** start Quoted text **
Age: 47.

Address: 900 Fourth St. N.W., Austin.

Family: She is a parent, along with her husband, Bob Vilt, of three teenagers.

Work history: Grew up on a farm in southeastern Minnesota. She has been involved in human service work, education and counseling for the past 20 years and is a career counselor at Riverland Community College.

Education history: A 1975 graduate of Houston High School, she graduated from the University of Wisconsin-River Falls with a degree in sociology. She earned a master's degree in counselor education at Winona State University in 1984.


Community activities: Secretary of the Austin Human Rights Commission. Vice chairwoman of the Austin Area Foundation Board of Trustees. Since last year, she has served as coordinator of the Mower County Youth Leadership for Vital Communities, working with a team of 12 to 18 young people. The team recently completed a video project on the need to strengthen relationships between youths and adults in Mower County.
** end Quoted text **
● **Requirement a**
Rewrite the records from the line containing "point: boy wearing" through the last line of the records, replacing "glasses" with "a cap" and changing nothing else. Give only those lines.
The text above and the records are unrelated to each other.
** start Dataset **
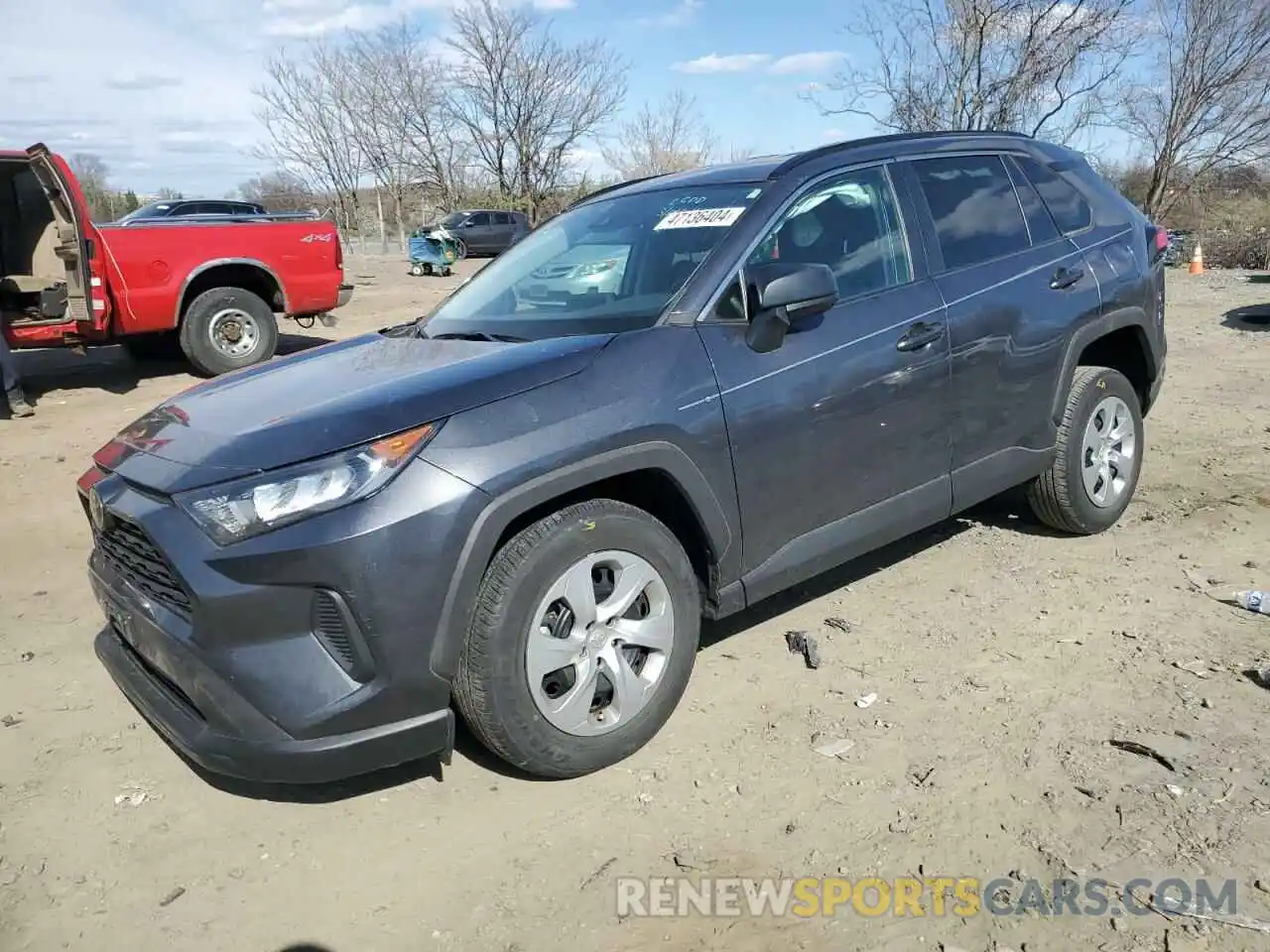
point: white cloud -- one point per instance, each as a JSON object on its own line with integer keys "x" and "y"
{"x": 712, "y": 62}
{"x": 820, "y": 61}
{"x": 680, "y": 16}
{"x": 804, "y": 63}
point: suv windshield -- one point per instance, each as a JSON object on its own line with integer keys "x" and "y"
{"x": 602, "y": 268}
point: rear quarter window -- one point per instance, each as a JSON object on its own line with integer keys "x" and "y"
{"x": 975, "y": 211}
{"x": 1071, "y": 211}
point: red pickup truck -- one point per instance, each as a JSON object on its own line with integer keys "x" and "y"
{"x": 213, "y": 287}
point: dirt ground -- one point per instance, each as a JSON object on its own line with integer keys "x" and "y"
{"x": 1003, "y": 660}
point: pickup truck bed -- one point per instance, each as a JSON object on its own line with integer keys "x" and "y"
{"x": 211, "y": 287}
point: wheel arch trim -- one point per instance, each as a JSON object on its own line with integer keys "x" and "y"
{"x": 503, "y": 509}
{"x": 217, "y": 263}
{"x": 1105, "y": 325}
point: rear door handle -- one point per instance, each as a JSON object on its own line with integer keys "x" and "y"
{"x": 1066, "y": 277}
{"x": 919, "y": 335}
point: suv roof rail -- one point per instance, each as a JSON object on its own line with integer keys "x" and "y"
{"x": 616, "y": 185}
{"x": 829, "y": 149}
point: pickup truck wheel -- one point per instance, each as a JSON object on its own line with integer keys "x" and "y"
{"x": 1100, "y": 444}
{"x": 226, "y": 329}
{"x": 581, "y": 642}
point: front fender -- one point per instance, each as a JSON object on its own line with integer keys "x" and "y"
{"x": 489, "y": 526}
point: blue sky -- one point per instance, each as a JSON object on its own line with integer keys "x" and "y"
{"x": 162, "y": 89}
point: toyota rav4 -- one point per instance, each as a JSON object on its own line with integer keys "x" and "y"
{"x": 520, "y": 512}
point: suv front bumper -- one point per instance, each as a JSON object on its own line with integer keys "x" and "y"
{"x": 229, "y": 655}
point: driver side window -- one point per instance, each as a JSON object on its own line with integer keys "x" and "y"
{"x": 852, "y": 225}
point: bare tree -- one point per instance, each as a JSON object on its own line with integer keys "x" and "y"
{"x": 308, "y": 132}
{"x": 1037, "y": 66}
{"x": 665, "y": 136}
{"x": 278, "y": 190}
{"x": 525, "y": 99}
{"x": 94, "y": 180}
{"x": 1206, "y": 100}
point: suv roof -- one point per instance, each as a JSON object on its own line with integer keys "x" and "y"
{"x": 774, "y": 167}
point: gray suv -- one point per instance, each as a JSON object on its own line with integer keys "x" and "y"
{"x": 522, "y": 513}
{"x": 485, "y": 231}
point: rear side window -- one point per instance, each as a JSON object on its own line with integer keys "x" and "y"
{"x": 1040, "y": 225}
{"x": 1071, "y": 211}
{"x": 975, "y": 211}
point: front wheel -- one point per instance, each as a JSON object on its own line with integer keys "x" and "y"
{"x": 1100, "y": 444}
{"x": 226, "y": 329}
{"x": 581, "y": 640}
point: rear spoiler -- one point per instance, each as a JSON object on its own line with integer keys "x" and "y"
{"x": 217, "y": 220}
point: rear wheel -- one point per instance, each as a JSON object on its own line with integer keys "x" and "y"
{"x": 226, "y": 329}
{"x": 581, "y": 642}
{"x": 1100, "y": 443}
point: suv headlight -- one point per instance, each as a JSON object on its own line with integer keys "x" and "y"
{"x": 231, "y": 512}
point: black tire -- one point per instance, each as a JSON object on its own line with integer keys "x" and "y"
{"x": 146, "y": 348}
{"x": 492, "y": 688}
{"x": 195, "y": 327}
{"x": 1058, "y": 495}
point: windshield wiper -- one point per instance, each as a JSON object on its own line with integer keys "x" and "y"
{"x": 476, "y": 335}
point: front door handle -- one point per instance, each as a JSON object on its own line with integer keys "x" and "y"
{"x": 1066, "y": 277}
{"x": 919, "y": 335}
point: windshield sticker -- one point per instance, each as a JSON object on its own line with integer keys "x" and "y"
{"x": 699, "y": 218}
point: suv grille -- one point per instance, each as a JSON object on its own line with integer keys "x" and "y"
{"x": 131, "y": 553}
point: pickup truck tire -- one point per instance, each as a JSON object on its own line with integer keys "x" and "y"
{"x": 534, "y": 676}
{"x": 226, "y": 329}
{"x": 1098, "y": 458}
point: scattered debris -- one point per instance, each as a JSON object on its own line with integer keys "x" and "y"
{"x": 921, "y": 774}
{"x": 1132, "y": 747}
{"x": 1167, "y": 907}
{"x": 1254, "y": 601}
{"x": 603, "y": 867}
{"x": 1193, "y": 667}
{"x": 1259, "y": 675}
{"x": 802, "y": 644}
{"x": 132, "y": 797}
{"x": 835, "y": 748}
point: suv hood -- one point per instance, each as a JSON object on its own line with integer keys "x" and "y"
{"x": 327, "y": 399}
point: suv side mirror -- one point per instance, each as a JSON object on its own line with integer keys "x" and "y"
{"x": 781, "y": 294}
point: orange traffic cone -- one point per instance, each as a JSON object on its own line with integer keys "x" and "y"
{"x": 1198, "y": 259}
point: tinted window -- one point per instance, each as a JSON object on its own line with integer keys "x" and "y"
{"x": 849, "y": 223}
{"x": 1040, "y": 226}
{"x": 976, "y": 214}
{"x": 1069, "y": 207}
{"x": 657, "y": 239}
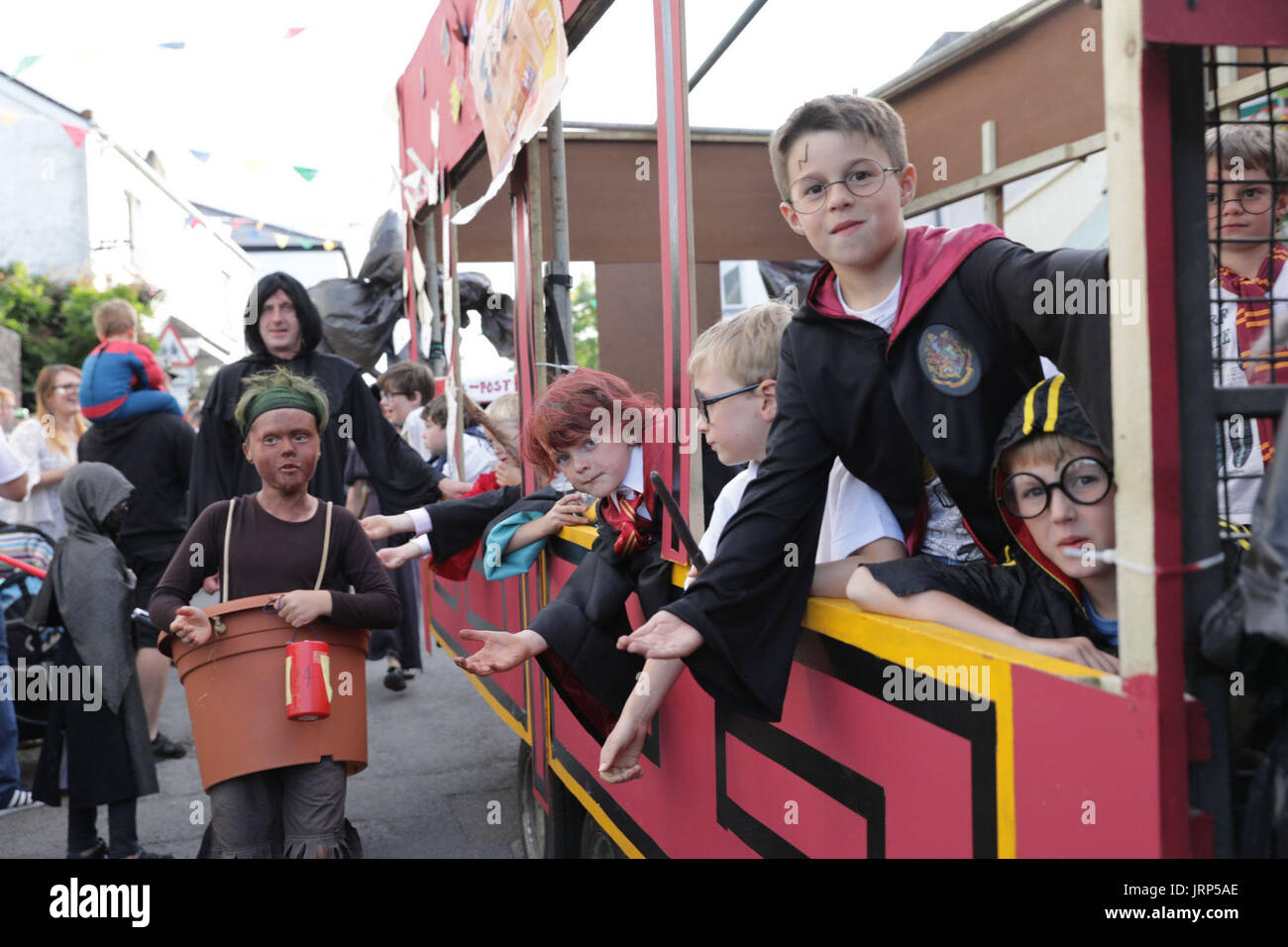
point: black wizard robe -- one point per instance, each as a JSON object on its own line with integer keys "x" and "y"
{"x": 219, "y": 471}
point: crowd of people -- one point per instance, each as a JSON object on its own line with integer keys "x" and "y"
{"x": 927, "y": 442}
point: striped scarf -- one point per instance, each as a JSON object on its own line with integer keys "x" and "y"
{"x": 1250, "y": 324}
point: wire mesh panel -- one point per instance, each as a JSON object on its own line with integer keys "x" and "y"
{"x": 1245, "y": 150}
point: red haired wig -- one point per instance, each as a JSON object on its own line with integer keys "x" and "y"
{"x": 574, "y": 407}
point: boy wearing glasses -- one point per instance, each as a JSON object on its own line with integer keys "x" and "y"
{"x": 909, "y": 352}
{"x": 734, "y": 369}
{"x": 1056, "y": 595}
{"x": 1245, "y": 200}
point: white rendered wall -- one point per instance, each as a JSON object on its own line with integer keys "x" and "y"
** end Dataset **
● **Requirement b**
Write out the whole profile text word for word.

● **Written reply a**
point: boy wearing a cap -- one point per instance, each as a JSON object on its own line with integer keys "x" and "y"
{"x": 909, "y": 352}
{"x": 734, "y": 369}
{"x": 1056, "y": 595}
{"x": 1245, "y": 200}
point: white rendered wall -- one point per instance, each as a JSON object on its own line with integer keys "x" and "y"

● **Written reply b**
Age: 47.

Address: 900 Fourth St. N.W., Austin.

Family: She is a parent, along with her husband, Bob Vilt, of three teenagers.

Work history: Grew up on a farm in southeastern Minnesota. She has been involved in human service work, education and counseling for the past 20 years and is a career counselor at Riverland Community College.

Education history: A 1975 graduate of Houston High School, she graduated from the University of Wisconsin-River Falls with a degree in sociology. She earned a master's degree in counselor education at Winona State University in 1984.


Community activities: Secretary of the Austin Human Rights Commission. Vice chairwoman of the Austin Area Foundation Board of Trustees. Since last year, she has served as coordinator of the Mower County Youth Leadership for Vital Communities, working with a team of 12 to 18 young people. The team recently completed a video project on the need to strengthen relationships between youths and adults in Mower County.